*** Input records

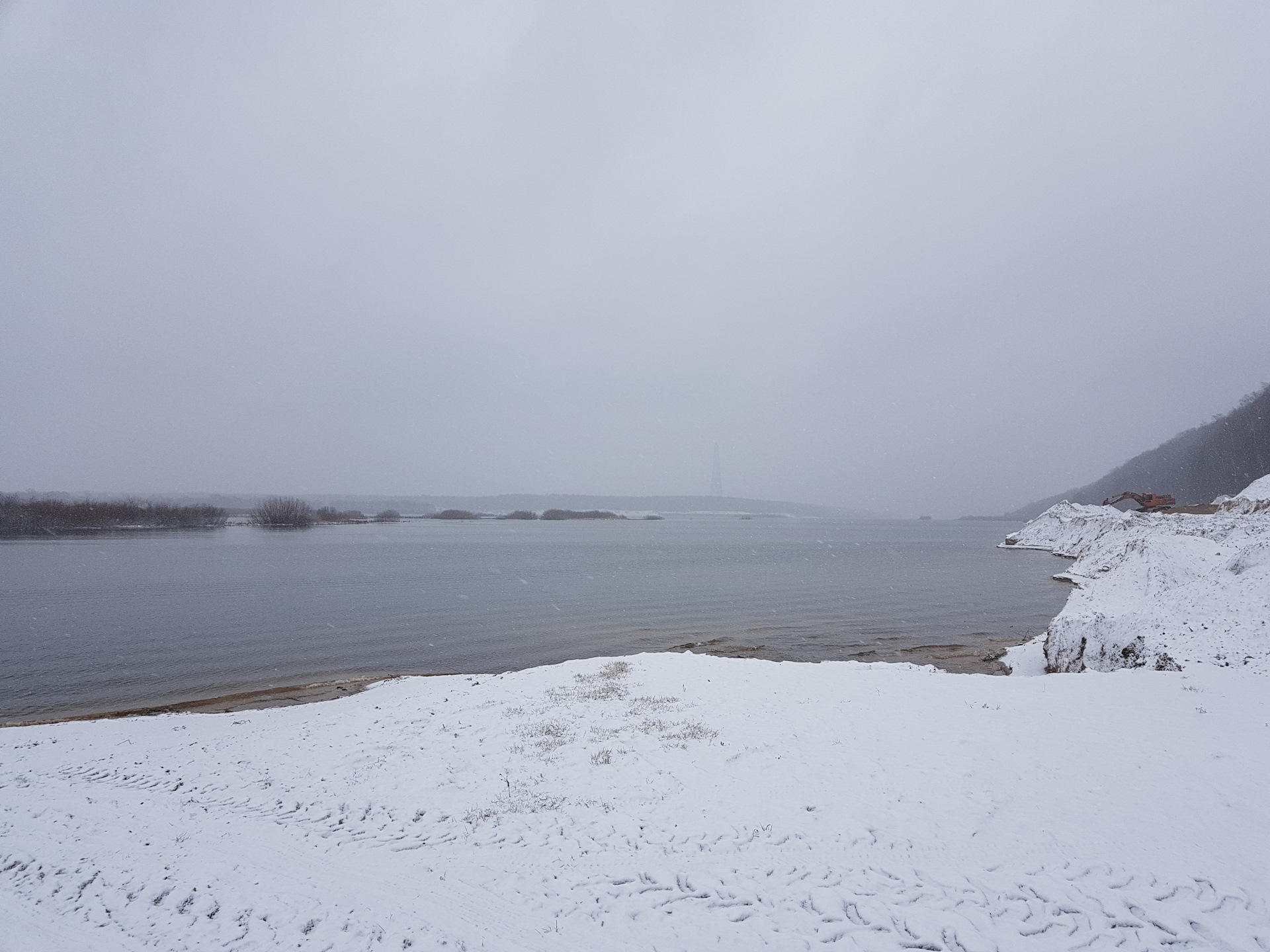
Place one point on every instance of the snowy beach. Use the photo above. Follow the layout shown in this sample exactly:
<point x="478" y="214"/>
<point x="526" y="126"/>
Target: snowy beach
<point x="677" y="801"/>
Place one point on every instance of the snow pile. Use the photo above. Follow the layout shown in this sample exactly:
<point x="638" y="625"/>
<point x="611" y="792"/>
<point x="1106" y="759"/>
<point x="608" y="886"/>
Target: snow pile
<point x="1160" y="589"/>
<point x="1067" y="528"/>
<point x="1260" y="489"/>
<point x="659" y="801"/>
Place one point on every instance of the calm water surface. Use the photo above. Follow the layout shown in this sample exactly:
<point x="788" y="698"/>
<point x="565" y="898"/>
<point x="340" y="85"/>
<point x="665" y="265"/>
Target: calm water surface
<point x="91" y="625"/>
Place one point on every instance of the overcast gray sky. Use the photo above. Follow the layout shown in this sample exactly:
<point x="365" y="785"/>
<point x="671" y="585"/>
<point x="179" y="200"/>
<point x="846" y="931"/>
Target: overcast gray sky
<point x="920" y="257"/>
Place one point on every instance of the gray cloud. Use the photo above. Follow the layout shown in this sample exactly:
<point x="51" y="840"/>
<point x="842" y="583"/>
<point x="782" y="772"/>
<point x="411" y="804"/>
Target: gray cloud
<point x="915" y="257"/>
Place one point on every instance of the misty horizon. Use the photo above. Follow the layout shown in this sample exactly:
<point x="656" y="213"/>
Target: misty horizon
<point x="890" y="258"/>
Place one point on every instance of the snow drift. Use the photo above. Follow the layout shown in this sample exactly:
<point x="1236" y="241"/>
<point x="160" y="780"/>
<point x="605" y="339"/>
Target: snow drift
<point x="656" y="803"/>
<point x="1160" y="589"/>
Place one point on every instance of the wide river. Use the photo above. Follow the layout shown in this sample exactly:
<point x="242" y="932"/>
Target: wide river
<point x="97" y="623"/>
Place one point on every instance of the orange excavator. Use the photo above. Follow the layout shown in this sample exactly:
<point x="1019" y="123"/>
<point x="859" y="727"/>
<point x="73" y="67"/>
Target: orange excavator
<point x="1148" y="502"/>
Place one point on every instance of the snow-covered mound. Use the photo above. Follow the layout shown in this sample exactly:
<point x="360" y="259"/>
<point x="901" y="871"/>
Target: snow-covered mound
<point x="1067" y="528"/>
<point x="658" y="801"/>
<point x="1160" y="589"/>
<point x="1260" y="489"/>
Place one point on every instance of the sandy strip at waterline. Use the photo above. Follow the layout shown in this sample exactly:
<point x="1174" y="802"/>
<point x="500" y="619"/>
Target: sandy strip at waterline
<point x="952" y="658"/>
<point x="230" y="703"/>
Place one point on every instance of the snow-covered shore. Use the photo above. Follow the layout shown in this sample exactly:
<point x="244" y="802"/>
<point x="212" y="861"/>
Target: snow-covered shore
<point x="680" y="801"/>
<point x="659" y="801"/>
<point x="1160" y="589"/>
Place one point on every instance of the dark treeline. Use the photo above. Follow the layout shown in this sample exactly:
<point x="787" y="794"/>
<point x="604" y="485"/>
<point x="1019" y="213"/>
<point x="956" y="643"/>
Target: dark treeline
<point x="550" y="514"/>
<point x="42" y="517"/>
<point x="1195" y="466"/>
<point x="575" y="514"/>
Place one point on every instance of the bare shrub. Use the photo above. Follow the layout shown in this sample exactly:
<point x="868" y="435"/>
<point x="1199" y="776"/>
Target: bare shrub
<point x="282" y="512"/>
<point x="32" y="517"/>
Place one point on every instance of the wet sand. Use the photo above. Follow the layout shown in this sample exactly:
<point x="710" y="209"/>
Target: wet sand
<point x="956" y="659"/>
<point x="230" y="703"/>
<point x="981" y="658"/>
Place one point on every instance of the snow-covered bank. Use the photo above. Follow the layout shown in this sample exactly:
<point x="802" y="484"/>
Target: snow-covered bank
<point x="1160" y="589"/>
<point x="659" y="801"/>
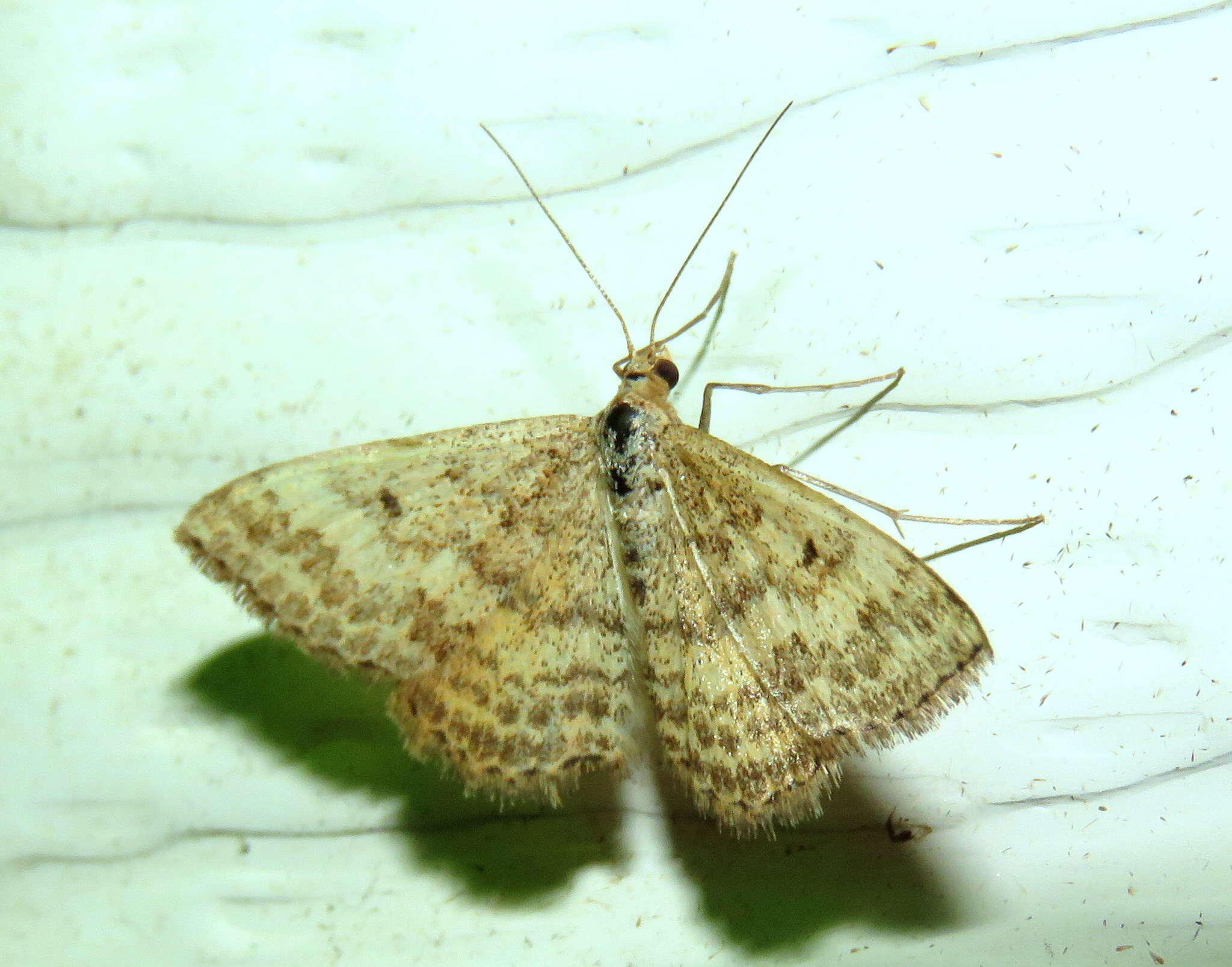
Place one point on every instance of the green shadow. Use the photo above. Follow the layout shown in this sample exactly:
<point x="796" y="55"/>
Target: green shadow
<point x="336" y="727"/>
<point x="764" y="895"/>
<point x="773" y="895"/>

******

• [What is required]: Can you restate all the records above word for word while dropping the pictures?

• [Exercise answer]:
Place one point on every instance of the snowy beach. Use the photo above. Follow the layout shown in this sample exactly:
<point x="478" y="214"/>
<point x="526" y="126"/>
Target: snowy beach
<point x="677" y="801"/>
Place one point on every instance of the snow pile. Use the photo above. Follow the layout shown in this sample exactly:
<point x="638" y="625"/>
<point x="611" y="792"/>
<point x="1106" y="759"/>
<point x="608" y="886"/>
Target: snow pile
<point x="1160" y="589"/>
<point x="1067" y="528"/>
<point x="1260" y="489"/>
<point x="659" y="801"/>
Place one point on every instance of the calm water surface. Use the photo above. Follow the layout shown in this sample exactly:
<point x="788" y="698"/>
<point x="565" y="898"/>
<point x="340" y="85"/>
<point x="665" y="265"/>
Target: calm water surface
<point x="91" y="625"/>
Place one point on every instance of the overcast gray sky. Use the photo above. Follow the layout shown in this sample exactly:
<point x="365" y="785"/>
<point x="671" y="585"/>
<point x="179" y="200"/>
<point x="846" y="931"/>
Target: overcast gray sky
<point x="920" y="257"/>
Place one point on every instance of the gray cloud. Use the photo above. Follow the layout shown in this sample exactly:
<point x="51" y="840"/>
<point x="842" y="583"/>
<point x="782" y="772"/>
<point x="411" y="804"/>
Target: gray cloud
<point x="915" y="257"/>
Place one point on every instance of the misty horizon. Use the photo above. Follow the layout shown in this sample exactly:
<point x="656" y="213"/>
Target: misty horizon
<point x="890" y="258"/>
Place one point on every instance of the snow drift. Use the photo above. Follow the layout shown in this sample exactly:
<point x="1236" y="241"/>
<point x="160" y="780"/>
<point x="605" y="339"/>
Target: snow drift
<point x="656" y="803"/>
<point x="1160" y="589"/>
Place one point on every instance of the wide river. Use the photo above. Follow the layout shown in this sample exactly:
<point x="242" y="932"/>
Target: wide river
<point x="97" y="623"/>
Place one point on every instance of the orange excavator. Use the photo above. Follow the layout shown in this sample exactly:
<point x="1019" y="123"/>
<point x="859" y="727"/>
<point x="73" y="67"/>
Target: orange excavator
<point x="1148" y="502"/>
Place one point on every instance of the snow-covered mound. Use the photo above. Follow the layout shown in this sample exactly:
<point x="360" y="259"/>
<point x="901" y="871"/>
Target: snow-covered mound
<point x="1067" y="528"/>
<point x="658" y="801"/>
<point x="1160" y="589"/>
<point x="1260" y="489"/>
Place one point on every instance of the sandy strip at waterline. Use the photo above. Follow the layout shown in this sample exactly:
<point x="1174" y="802"/>
<point x="500" y="619"/>
Target: sandy strip at waterline
<point x="952" y="658"/>
<point x="230" y="703"/>
Place one point on every instance of the snow-covered shore. Use the photo above. Follow the layout shown in this sample exactly:
<point x="244" y="802"/>
<point x="212" y="861"/>
Target: snow-covered shore
<point x="680" y="801"/>
<point x="659" y="801"/>
<point x="1160" y="589"/>
Place one point on every instance of the dark treeline. Use the photo above. Follow the layout shown in this sample exactly:
<point x="787" y="794"/>
<point x="604" y="485"/>
<point x="1019" y="213"/>
<point x="956" y="643"/>
Target: dark treeline
<point x="550" y="514"/>
<point x="42" y="517"/>
<point x="1195" y="466"/>
<point x="575" y="514"/>
Place one point on every instance of the bare shrub. Use the photo above. Follow the layout shown in this sample exactly:
<point x="868" y="435"/>
<point x="1199" y="776"/>
Target: bare shrub
<point x="282" y="512"/>
<point x="32" y="517"/>
Place one point on every instance of the wet sand. Use the photo above. Follow the layout shown in this sample exactly:
<point x="710" y="209"/>
Target: wet sand
<point x="956" y="659"/>
<point x="230" y="703"/>
<point x="981" y="658"/>
Place one point on every instance of the snow-covered bank. Use the photo above. Follow the layout shown in this sample exactly:
<point x="802" y="484"/>
Target: snow-covered bank
<point x="1160" y="589"/>
<point x="659" y="801"/>
Place one point on every instance of the green shadow. Use the photo above. Follow the layout shown in this sample exactly:
<point x="796" y="55"/>
Target: green shadow
<point x="336" y="727"/>
<point x="764" y="895"/>
<point x="773" y="895"/>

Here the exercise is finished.